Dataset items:
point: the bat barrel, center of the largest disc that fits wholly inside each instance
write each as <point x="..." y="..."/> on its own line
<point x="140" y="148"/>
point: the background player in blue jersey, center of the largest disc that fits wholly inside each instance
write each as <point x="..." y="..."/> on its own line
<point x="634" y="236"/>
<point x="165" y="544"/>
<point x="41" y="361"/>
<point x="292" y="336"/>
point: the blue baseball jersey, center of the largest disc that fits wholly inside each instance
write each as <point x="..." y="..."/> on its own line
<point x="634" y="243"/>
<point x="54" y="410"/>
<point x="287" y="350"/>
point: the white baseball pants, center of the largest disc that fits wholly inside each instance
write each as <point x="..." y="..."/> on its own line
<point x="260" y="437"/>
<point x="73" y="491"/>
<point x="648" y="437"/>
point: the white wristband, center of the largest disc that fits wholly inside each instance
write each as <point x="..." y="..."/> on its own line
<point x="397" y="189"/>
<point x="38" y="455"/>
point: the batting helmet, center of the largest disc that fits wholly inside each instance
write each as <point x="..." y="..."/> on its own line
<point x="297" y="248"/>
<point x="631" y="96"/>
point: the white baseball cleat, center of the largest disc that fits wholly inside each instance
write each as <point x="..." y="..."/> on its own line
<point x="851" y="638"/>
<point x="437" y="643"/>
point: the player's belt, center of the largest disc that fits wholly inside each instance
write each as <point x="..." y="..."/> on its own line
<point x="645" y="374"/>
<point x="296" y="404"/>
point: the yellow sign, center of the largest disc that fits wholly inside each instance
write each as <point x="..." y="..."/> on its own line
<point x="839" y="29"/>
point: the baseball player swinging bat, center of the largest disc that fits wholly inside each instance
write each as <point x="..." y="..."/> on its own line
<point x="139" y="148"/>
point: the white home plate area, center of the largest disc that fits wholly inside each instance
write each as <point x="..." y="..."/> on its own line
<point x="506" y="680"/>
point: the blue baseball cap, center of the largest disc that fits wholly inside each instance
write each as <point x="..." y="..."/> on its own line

_Directions_: Print all of the entries exactly as they are written.

_Complete answer_:
point: the bat barrel, center of the largest disc that fits wholly inside each instance
write each as <point x="..." y="..."/> on its own line
<point x="140" y="148"/>
point: the background player in blue jersey, center of the largest disc that fits wholly inside each instance
write each as <point x="..." y="..."/> on its own line
<point x="634" y="236"/>
<point x="165" y="544"/>
<point x="41" y="361"/>
<point x="292" y="336"/>
point: the blue baseball jersey, center of the largest disc that fits wholly inside each instance
write each as <point x="..." y="..."/> on its own line
<point x="634" y="243"/>
<point x="54" y="410"/>
<point x="287" y="350"/>
point: the white baseball pants, center of the largest disc that fits wholly inside each instance
write each as <point x="..." y="..."/> on its own line
<point x="260" y="437"/>
<point x="73" y="491"/>
<point x="648" y="437"/>
point: the white wristband, center of the largest disc that fits wholly inside each instance
write each as <point x="..." y="..."/> on its own line
<point x="397" y="189"/>
<point x="38" y="455"/>
point: the batting helmet, center of the largest disc that fits wholly inside each instance
write each as <point x="..." y="..."/> on its own line
<point x="297" y="248"/>
<point x="631" y="96"/>
point: the white baseball cleat, center of the largest disc that fits wholly inside each instance
write each as <point x="..." y="..."/> on its own line
<point x="851" y="638"/>
<point x="437" y="643"/>
point: the player's belt, center of the largest disc that fits wholly inside each instance
write each as <point x="..." y="..."/> on its own line
<point x="645" y="374"/>
<point x="296" y="404"/>
point: the yellow sign, center of the largest disc that fits wholly inside each instance
write each as <point x="..." y="..."/> on its own line
<point x="839" y="29"/>
point: the baseball player swinging bat, center of the largest disc that fits wholly inside each instance
write each as <point x="..." y="..."/> on its own line
<point x="139" y="148"/>
point: the white home plate area, center of the largest disc that fits wholly inside each instance
write each as <point x="..." y="..."/> on its own line
<point x="506" y="680"/>
point: the blue baseball cap, center of the largest disc that fits wholly inside each instance
write each as <point x="..." y="..."/> on its own line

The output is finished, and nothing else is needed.